* Document:
########
Skip to content

modal-labs/mistral-human-eval

Repository files navigation

Un Ministral, des grands singes de langage

Des singes

This repo demonstrates how to replicate the results of the Large Language Monkeys paper using a different model, Ministral 8B, and a different dataset, HumanEval.

It runs both the code generation model and the sandboxed code evaluation on Modal and massively in parallel -- on Modal's free tier, that's code generation across 10 H100 GPUs running at an aggregate throughput of 5 - 10k tok/s per GPU and code evaluation across over 100 Sandboxes.

For more on using Modal Sandboxes, see our product launch post.

How-To

Setup Modal

pip install modal  # that's it :)
########
A run of records

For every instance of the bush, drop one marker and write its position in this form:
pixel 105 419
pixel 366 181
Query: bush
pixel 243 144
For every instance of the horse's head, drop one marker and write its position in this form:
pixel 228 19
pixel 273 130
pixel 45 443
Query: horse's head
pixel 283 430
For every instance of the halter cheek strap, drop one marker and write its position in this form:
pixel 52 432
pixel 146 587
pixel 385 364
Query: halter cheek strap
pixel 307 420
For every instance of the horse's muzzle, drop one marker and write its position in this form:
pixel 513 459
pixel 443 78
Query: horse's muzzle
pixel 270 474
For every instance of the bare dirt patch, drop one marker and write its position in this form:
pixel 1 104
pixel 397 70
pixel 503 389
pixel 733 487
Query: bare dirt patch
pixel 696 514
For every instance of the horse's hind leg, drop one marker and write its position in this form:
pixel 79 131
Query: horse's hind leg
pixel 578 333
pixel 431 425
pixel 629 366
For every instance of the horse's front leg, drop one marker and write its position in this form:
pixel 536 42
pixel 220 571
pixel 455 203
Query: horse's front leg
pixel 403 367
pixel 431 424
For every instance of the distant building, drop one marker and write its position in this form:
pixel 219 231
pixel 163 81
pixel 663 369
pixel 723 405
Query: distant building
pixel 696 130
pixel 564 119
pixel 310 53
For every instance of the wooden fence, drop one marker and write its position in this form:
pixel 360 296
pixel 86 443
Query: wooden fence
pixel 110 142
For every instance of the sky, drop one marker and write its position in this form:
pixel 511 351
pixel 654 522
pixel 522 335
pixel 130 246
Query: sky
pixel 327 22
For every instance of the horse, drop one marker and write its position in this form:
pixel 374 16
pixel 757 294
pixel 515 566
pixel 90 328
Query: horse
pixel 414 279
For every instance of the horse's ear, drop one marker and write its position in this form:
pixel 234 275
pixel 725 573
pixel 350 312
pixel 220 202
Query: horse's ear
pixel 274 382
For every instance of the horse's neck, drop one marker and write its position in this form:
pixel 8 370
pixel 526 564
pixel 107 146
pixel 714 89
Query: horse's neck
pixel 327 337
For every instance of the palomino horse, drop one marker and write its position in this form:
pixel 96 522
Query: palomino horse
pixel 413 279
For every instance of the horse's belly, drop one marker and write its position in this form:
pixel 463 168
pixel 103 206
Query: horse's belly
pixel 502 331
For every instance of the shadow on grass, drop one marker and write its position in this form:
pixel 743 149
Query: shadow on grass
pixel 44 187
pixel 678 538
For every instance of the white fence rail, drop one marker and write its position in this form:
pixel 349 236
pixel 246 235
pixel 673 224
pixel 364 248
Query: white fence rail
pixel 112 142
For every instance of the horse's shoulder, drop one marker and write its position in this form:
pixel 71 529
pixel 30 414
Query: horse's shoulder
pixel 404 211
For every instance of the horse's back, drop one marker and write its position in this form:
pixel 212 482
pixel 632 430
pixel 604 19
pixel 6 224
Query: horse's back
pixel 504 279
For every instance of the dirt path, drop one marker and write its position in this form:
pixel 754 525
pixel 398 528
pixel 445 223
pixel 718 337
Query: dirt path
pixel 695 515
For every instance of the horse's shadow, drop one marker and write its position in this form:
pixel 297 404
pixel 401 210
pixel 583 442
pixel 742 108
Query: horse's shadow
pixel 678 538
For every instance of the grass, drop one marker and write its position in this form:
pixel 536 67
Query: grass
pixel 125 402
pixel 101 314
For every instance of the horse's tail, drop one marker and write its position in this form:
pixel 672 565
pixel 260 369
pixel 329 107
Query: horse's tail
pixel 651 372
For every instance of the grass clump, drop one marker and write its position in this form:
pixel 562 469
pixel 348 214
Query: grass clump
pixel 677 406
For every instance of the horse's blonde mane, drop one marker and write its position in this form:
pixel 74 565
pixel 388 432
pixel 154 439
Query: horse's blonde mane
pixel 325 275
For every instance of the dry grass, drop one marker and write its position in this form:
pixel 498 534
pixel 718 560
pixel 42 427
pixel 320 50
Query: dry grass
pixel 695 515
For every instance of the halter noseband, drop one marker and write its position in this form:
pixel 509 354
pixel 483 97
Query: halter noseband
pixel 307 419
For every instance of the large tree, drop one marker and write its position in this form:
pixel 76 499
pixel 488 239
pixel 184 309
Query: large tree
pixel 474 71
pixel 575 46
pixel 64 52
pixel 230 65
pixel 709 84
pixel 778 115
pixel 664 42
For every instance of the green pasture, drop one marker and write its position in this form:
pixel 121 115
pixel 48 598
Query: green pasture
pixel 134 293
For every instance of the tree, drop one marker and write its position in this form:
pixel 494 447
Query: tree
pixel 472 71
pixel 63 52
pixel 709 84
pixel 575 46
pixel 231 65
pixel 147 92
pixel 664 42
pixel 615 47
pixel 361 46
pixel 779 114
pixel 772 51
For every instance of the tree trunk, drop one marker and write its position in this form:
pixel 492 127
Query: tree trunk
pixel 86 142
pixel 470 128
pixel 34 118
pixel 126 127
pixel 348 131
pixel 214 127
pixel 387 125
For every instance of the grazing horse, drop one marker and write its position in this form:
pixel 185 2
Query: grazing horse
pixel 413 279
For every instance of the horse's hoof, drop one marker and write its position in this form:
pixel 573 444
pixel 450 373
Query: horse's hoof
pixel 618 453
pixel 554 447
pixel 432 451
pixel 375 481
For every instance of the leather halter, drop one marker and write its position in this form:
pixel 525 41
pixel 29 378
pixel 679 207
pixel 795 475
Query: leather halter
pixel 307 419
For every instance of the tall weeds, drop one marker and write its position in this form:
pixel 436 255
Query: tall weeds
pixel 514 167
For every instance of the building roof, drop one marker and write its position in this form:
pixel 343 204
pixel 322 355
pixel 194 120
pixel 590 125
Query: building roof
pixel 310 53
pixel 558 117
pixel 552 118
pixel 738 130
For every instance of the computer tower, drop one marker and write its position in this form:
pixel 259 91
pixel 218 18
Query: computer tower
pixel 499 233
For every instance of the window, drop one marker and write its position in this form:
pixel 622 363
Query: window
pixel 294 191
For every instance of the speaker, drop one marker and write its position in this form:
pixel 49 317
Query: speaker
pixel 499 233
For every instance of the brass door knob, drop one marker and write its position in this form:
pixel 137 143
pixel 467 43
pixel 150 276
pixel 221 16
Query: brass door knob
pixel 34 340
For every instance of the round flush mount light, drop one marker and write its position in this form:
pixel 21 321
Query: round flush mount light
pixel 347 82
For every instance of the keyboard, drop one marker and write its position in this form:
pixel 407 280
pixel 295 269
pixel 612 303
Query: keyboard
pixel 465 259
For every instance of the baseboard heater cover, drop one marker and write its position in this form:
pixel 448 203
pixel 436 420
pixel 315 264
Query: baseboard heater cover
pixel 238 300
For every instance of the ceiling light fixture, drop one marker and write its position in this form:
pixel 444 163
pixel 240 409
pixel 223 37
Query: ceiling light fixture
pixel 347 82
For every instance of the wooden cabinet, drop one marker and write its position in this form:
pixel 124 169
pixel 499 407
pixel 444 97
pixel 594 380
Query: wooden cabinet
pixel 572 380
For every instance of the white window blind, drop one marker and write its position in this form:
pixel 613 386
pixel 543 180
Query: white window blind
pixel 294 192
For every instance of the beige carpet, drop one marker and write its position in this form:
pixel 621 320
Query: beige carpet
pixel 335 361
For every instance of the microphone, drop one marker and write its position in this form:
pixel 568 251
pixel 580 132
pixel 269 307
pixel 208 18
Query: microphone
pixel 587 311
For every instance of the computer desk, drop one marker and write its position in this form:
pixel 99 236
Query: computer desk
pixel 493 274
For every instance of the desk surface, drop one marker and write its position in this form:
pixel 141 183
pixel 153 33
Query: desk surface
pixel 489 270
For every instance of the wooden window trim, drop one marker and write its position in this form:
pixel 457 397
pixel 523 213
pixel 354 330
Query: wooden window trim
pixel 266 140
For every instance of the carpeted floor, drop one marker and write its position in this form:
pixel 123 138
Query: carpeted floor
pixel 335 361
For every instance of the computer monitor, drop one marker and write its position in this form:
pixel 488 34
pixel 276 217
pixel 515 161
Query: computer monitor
########
Copy out the repository page on running Ministral 8B against HumanEval, shown above the items, word for word from its first line to its last.

Skip to content

modal-labs/mistral-human-eval

Repository files navigation

Un Ministral, des grands singes de langage

Des singes

This repo demonstrates how to replicate the results of the Large Language Monkeys paper using a different model, Ministral 8B, and a different dataset, HumanEval.

It runs both the code generation model and the sandboxed code evaluation on Modal and massively in parallel -- on Modal's free tier, that's code generation across 10 H100 GPUs running at an aggregate throughput of 5 - 10k tok/s per GPU and code evaluation across over 100 Sandboxes.

For more on using Modal Sandboxes, see our product launch post.

How-To

Setup Modal

pip install modal  # that's it :)